Task requirements:
Only the pictures stay out; every record is to be quoted exactly.
-- START OF Given information --
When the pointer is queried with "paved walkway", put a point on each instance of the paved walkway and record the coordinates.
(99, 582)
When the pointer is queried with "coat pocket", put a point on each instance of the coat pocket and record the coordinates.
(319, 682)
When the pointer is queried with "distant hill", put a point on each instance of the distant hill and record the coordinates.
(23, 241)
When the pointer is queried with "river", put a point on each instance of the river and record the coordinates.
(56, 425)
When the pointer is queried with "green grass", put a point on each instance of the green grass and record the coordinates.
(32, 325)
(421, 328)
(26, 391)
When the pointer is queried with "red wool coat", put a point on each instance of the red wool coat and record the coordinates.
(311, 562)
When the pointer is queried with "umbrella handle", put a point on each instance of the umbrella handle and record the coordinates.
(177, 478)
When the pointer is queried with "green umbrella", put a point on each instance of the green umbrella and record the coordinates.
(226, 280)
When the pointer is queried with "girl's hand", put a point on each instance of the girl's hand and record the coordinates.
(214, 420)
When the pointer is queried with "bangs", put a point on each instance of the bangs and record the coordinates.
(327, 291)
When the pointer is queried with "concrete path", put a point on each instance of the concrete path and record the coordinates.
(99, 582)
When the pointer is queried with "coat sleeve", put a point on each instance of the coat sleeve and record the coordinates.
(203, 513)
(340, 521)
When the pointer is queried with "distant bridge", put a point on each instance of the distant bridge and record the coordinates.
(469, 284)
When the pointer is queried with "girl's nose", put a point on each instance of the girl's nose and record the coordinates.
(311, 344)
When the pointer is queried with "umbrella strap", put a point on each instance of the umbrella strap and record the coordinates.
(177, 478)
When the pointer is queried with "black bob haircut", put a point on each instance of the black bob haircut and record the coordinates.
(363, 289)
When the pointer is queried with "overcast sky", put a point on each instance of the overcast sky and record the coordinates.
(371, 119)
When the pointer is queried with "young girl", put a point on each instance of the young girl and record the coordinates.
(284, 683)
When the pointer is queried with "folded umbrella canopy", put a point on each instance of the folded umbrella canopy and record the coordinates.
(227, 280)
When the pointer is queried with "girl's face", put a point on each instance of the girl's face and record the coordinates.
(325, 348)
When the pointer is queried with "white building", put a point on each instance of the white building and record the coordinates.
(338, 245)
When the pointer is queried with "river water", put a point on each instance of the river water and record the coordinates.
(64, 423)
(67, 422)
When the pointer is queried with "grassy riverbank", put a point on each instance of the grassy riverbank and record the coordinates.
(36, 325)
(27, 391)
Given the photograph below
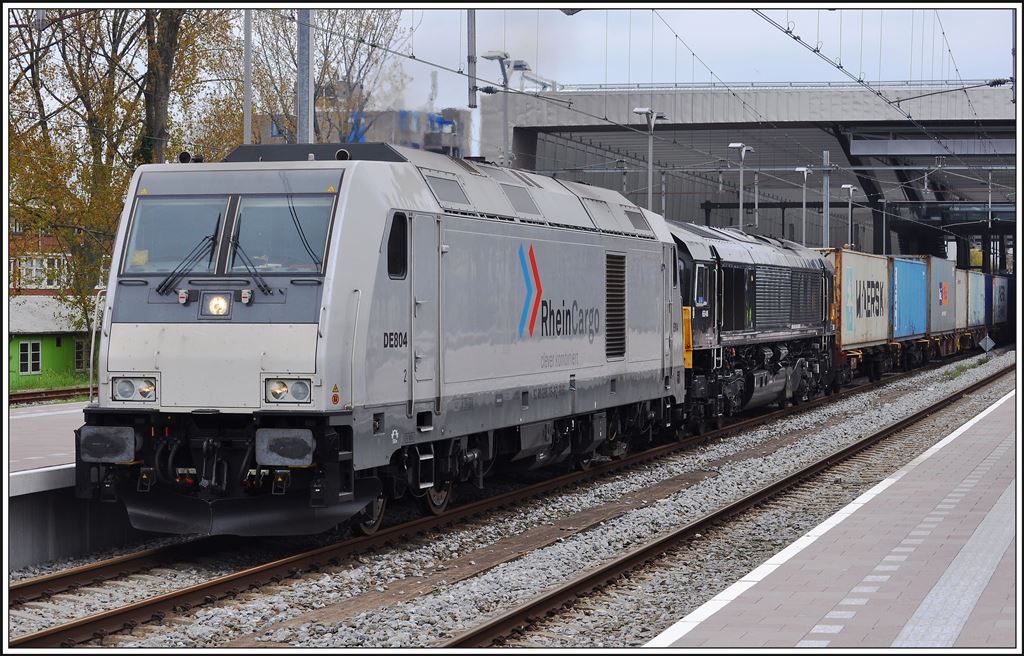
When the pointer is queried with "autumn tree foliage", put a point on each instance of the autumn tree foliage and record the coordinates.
(92, 93)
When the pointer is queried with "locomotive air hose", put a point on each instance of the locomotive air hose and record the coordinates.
(245, 464)
(158, 466)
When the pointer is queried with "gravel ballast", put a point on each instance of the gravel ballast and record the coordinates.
(457, 607)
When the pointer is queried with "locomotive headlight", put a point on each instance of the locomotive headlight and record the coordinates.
(217, 305)
(124, 389)
(278, 390)
(300, 390)
(147, 389)
(134, 389)
(288, 390)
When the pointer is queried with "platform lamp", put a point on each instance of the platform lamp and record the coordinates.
(502, 58)
(651, 118)
(743, 149)
(849, 206)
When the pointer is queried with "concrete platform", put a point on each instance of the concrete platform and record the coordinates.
(43, 436)
(925, 559)
(45, 520)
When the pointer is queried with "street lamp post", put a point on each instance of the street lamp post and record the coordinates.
(743, 149)
(849, 206)
(503, 60)
(803, 228)
(651, 118)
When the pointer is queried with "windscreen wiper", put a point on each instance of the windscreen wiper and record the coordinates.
(248, 263)
(205, 246)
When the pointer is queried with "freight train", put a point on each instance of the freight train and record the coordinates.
(298, 334)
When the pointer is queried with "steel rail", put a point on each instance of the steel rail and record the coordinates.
(100, 624)
(539, 607)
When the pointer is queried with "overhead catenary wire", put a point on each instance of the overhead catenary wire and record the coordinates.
(567, 104)
(867, 86)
-- END OF Given information --
Answer to the problem:
When the pointer is queried with "paved walkway", put a point on each instance of the paved walkway and record the coordinates.
(99, 582)
When the pointer is queried with "coat pocket", put a point on each instance of the coat pocket and record the coordinates.
(319, 682)
When the pointer is queried with "distant hill", put a point on each instance of the distant hill and record the coordinates.
(23, 241)
When the pointer is queried with "river", put a point on each instance of the river and record the coordinates.
(56, 425)
When the pointer is queried with "green grass", put a point on each instance of the green grass and record the coordinates.
(32, 325)
(421, 328)
(26, 391)
When the pointer is queried with "red wool coat", put a point on each instance of the red wool coat and record the coordinates.
(311, 562)
When the pointer is queried with "umbrella handle", put a point on each instance of the umbrella handle and record the coordinates.
(177, 478)
When the pointer is queried with "green umbrella", put a point on each instance of the green umbrella and record the coordinates.
(226, 280)
When the pointer is queried with "girl's hand", put a point on each instance of the girl's hand and record the coordinates.
(214, 420)
When the pointer is queried with "bangs", put a point on each instance of the bangs and record the coordinates.
(327, 291)
When the pointer is queried with "concrete path", put a point on each instance of the concrete path and record the coordinates.
(99, 582)
When the pointer is queried with "coat sleeve", put a point on each instance of the coat sleeve and record the coordinates.
(203, 513)
(340, 521)
When the pointer is queried with "distant bridge", put a point on each instance of the distant bridge and record the coordinates.
(469, 284)
When the pointer is queried with "girl's nose", put a point on each instance of the girl's nose and record the coordinates.
(311, 344)
When the pointer is queried with "umbrella strap", put a point on each instance of the umbrella strap and record the coordinates.
(177, 478)
When the pointer is queried with "black bob haircut", put a point on each instance of the black bob haircut and record the coordinates.
(363, 289)
When the pointer is queried with "overcast sky", put a point on each instance of the overcast sky and record the coordinates.
(371, 119)
When the pointer is queried with "young girl", put a point on each instance of the young girl and record the coordinates.
(284, 683)
When the pointer is queried with "folded umbrella canopy", put a point on each instance of the folded umbrella canopy and record the coordinates.
(227, 280)
When the pointer is queried with "girl's face", put a point on each instance of the girl's face and record the coordinates.
(325, 348)
When the pointer is queried with "white building", put a point on each instance of the white building and record the coordinates.
(338, 245)
When the pointer is queried with "river water", put a point on each instance of the river water and record the coordinates.
(64, 423)
(67, 422)
When the pointer is queried with "grassy riverbank", put a point on each instance of the grassy riverbank and record the coordinates.
(36, 325)
(27, 391)
Given the photograph below
When the pointer is queried with "autumn tree foliage", put a point on each instance of the autumn tree foliage and record the coordinates.
(92, 93)
When the pointer is queried with "locomotive air hose", put a point on each instance of the locomotive air hose and record the coordinates.
(245, 464)
(158, 466)
When the pointer is queried with "gravel ballast", put a point on each instance of the gravel ballast and record the coordinates.
(457, 607)
When the pointer is queried with "locomotive headlight", put a point on each instance of the locomotive headlight and record the coordinates.
(217, 305)
(124, 389)
(278, 390)
(300, 390)
(147, 389)
(134, 389)
(288, 390)
When the pointer is queried with "platform lamp", put a point on each instance of the platform lamp and record the coordinates.
(502, 58)
(651, 118)
(743, 149)
(849, 206)
When the pointer is queried with "concrete platform", put a point on each instance of the concrete platform and record the coordinates.
(43, 436)
(925, 559)
(45, 520)
When the pointer is queried with "street lamp post", put a point on each instance of the street lamp post and record the coordinates.
(743, 149)
(849, 206)
(503, 60)
(803, 228)
(651, 118)
When the pointer is queried with "windscreen wiper", put a point on each instance of the windscreen wiper and record the coordinates.
(248, 263)
(205, 246)
When the pointer is queried with "freight train", put a point on each instance of the freight train and record the coordinates.
(298, 334)
When the pointer is queried with "steel rail", put a point on each instance of the steel rail and record the coordinates.
(100, 624)
(539, 607)
When the pointer is queried with "overhead catenary wire", put a point on each instance of the overhead catenary wire and record the coordinates.
(567, 104)
(867, 86)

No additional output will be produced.